Exercise prompt: Reproduce the data below verbatim from the line containing "of the white" through its final line, and produce nothing more.

--- Begin ---

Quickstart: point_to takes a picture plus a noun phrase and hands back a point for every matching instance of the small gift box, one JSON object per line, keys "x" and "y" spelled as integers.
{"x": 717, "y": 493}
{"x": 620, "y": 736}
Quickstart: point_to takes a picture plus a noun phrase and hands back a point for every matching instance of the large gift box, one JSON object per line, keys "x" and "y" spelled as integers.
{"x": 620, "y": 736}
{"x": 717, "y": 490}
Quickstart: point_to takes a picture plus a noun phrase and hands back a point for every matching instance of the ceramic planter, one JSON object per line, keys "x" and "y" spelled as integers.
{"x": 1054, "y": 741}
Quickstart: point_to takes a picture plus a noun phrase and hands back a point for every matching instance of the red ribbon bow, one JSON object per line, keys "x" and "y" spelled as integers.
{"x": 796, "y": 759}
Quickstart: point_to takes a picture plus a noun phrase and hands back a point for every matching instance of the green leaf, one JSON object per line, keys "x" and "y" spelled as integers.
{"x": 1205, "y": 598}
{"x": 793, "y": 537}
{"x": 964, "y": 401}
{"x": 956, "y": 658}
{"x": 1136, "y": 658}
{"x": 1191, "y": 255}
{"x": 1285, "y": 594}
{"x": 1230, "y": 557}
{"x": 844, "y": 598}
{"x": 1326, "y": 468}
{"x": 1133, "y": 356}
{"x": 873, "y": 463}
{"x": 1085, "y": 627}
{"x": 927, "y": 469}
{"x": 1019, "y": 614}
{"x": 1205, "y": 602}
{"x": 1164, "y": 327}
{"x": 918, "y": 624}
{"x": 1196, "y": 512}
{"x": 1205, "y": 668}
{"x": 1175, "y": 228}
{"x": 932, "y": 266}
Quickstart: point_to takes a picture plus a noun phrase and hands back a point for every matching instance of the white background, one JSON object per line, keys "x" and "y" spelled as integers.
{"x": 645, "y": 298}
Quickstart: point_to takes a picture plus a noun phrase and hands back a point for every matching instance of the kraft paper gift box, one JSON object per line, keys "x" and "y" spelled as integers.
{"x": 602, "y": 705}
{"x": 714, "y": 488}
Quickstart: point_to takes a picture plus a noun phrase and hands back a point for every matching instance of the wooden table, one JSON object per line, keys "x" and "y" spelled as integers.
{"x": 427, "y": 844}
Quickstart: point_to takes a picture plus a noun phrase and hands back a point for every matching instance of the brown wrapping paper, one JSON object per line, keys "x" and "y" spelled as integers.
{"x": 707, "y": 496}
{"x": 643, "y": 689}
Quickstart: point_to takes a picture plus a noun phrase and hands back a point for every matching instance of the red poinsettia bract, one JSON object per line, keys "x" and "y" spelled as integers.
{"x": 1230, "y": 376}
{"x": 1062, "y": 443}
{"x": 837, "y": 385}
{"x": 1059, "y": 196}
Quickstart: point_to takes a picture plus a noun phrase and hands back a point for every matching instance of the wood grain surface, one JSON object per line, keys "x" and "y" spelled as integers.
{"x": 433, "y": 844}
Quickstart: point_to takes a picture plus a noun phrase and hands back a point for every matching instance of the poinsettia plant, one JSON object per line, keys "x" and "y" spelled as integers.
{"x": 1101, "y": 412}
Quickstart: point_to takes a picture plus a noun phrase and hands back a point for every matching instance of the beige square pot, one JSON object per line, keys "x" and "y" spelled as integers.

--- End ---

Output below:
Quickstart: point_to takes a picture plus a noun phrase and hands back a point for every matching instance of the white background, one JSON object per line, keys "x" and "y" spelled as integers.
{"x": 645, "y": 298}
Quickstart: point_to takes a picture plus a noun phrase and hands back a point for every matching instance of the kraft paper gift box, one JSON object per line, keys "x" and "y" spelled as integers.
{"x": 602, "y": 705}
{"x": 714, "y": 488}
Quickstart: point_to takes a picture plus a noun phrase and hands back a point for every matching instance of the wooden table, one JSON object per line, keys "x" and "y" spelled as integers.
{"x": 427, "y": 844}
Quickstart: point_to takes a picture plus a noun phrase and hands back a point for every matching instance of the brown wrapping paper, one JSON object per line, keys "x" and "y" spelled as integers.
{"x": 707, "y": 496}
{"x": 643, "y": 689}
Quickstart: point_to takes a picture plus a noun phrase and hands back a point for every matching instance of the red poinsettia bract, one JSON object per line, keys "x" and "y" spelled as integers.
{"x": 1230, "y": 376}
{"x": 1062, "y": 443}
{"x": 837, "y": 385}
{"x": 1059, "y": 196}
Quickstart: point_to takes a picture plus a noun phrase and hands back a point for every matching instance of the wood grain surface, one JSON object per line, keys "x" and "y" spelled as integers.
{"x": 433, "y": 844}
Quickstart: point_to takes a picture plus a noun phrase and hands back a point for every matching instance of the poinsettia plant, one JSON object per line, keys "x" and "y" spelled as integers.
{"x": 1101, "y": 412}
Quickstart: point_to takes a picture plus a noun phrase and hands back a point for every matching instance of the beige square pot, one JSON object per line, keys "x" and "y" spelled as integers.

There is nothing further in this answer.